AUFGABE 1:
Beantworte die folgenden Fragen zum Text über das Wasserstoff-Cluster in Bergkamen:
(a) Was soll den Kern des Clusters bilden?
(b) Welche Aufgaben übernimmt E.ON?
(c) Was steht bei der Prüfung des Pipeline-Baus durch Westenergie besonders im Fokus?
AUFGABE 2: Welche Zeilen der Einträge enthalten das Wort "corner"? Finde sie und gib jede davon vollständig wieder, wobei die Groß- und Kleinschreibung zu beachten ist.

TEXTAUSZUG:
───

Zukunftsplan: Bayer, E.ON, Iqony und Westenergie wollen in Bergkamen grünen Wasserstoff herstellen
Die Unternehmen Bayer, E.ON, Iqony und Westenergie haben vereinbart, gemeinsam die Machbarkeit der Entwicklung eines Wasserstoff-Clusters in Bergkamen zu untersuchen. Wasserstoff könnte künftig auf Basis von Ammoniak als Transportmedium erzeugt und an Kunden in der Region geliefert werden.
Bei dem geplanten Projekt decken die Partner gemeinsam die gesamte Wasserstoff-Wertschöpfungskette ab − von der Planung bis hin zur Vermarktung. Kern des Clusters soll die Erzeugung von grünem Wasserstoff auf Basis von importiertem Ammoniak sein. Zukünftig könnten potenzielle Abnehmer im Industriepark Bergkamen des Bayer-Konzerns mit dem Wasserstoff beliefert werden.
Projektbeiträge der Partner
Das internationale Energieunternehmen E.ON, das seinen Fokus auf Energienetze und Kundenlösungen setzt, wird die Ammoniakbeschaffung und die Logistik sowie den Wasserstoffvertrieb übernehmen. Dabei wird E.ON auch weitergehende Nutzungs- und Vermarktungsmöglichkeiten prüfen.
Iqony als Dienstleister und Anlagenbetreiber im Bereich grüner Energien wird unter anderem die Ammoniakspeicherung übernehmen, den Ammoniak-Cracker errichten und betreiben sowie die standortvorbereitenden Maßnahmen am Bayer-Standort Bergkamen betreuen. Teil der Planungsüberlegungen wird auch der Bau einer Pipeline sein, um den erzeugten Wasserstoff zum Industriepark von Projektpartner Bayer zu transportieren.
Der Energiedienstleister und Infrastrukturanbieter Westenergie führt eine eingehende Prüfung des Pipeline-Baus durch. Hierbei stehen insbesondere die technische Machbarkeit sowie die genehmigungsrechtliche Umsetzung einer solchen Leitung im Fokus der Untersuchungen.

───

EINTRÄGE IM DATENSATZ:

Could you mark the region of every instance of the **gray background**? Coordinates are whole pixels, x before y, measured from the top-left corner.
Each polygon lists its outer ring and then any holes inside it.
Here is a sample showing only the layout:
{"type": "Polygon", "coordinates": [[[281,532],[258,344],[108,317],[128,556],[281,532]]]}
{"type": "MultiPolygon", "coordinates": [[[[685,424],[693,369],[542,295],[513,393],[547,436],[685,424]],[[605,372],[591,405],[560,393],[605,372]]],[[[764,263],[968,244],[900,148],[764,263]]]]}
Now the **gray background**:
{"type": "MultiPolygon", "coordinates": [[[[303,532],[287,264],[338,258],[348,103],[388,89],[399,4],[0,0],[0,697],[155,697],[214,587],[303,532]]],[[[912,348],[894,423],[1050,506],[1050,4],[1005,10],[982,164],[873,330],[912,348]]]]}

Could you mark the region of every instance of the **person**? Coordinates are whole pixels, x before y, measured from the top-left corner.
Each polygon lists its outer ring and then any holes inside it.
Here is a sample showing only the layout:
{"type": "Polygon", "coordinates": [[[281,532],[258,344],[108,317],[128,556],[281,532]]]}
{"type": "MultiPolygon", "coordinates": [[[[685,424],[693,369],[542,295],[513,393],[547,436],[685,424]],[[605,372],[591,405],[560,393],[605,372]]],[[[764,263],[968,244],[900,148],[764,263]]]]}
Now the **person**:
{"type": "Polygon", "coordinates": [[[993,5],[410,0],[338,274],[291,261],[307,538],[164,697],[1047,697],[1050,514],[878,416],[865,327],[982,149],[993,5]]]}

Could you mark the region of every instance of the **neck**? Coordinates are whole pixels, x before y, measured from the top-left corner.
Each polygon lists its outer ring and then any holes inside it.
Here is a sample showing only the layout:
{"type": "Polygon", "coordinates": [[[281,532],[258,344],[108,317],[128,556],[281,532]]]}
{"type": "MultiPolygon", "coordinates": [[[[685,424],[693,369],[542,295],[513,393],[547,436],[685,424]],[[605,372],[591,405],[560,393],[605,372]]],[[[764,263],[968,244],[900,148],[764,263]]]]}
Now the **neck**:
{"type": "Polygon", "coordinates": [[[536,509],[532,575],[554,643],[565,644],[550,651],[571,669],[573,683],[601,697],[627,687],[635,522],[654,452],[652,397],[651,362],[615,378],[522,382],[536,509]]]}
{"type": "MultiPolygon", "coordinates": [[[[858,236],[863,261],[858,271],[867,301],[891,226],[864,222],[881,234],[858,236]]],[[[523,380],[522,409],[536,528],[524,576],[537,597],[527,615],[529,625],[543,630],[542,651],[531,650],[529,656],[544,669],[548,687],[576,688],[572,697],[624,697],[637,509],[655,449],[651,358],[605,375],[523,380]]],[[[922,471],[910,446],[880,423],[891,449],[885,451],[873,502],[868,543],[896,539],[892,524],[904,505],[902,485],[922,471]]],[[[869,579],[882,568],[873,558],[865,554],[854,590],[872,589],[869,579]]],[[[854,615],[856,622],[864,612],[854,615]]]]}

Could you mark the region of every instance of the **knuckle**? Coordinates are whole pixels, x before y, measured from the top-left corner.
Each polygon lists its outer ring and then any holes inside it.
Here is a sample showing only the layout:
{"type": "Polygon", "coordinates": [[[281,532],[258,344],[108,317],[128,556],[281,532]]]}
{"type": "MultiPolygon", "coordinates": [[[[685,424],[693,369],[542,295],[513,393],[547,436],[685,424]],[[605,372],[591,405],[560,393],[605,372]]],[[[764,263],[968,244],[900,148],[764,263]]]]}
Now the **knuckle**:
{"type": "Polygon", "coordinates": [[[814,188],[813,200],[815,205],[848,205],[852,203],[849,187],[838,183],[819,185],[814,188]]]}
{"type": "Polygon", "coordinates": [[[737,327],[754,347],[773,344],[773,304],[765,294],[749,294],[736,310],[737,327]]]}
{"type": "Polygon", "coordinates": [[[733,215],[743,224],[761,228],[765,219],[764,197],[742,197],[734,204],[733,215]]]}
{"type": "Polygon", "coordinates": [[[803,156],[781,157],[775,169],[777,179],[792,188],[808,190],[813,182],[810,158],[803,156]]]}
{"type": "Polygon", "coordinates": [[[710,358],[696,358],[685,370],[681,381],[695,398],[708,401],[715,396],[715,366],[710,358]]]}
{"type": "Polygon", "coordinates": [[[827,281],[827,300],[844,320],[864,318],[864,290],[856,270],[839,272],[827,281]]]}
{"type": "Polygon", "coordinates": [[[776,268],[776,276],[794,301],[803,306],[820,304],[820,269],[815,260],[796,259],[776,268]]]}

───

LÖSUNG 1:
(a) Die Erzeugung von grünem Wasserstoff auf Basis von importiertem Ammoniak.
(b) E.ON übernimmt die Ammoniakbeschaffung, die Logistik und den Wasserstoffvertrieb und prüft dabei auch weitergehende Nutzungs- und Vermarktungsmöglichkeiten.
(c) Die technische Machbarkeit sowie die genehmigungsrechtliche Umsetzung der Leitung.

LÖSUNG 2:
Could you mark the region of every instance of the **gray background**? Coordinates are whole pixels, x before y, measured from the top-left corner.
Could you mark the region of every instance of the **person**? Coordinates are whole pixels, x before y, measured from the top-left corner.
Could you mark the region of every instance of the **neck**? Coordinates are whole pixels, x before y, measured from the top-left corner.
Could you mark the region of every instance of the **knuckle**? Coordinates are whole pixels, x before y, measured from the top-left corner.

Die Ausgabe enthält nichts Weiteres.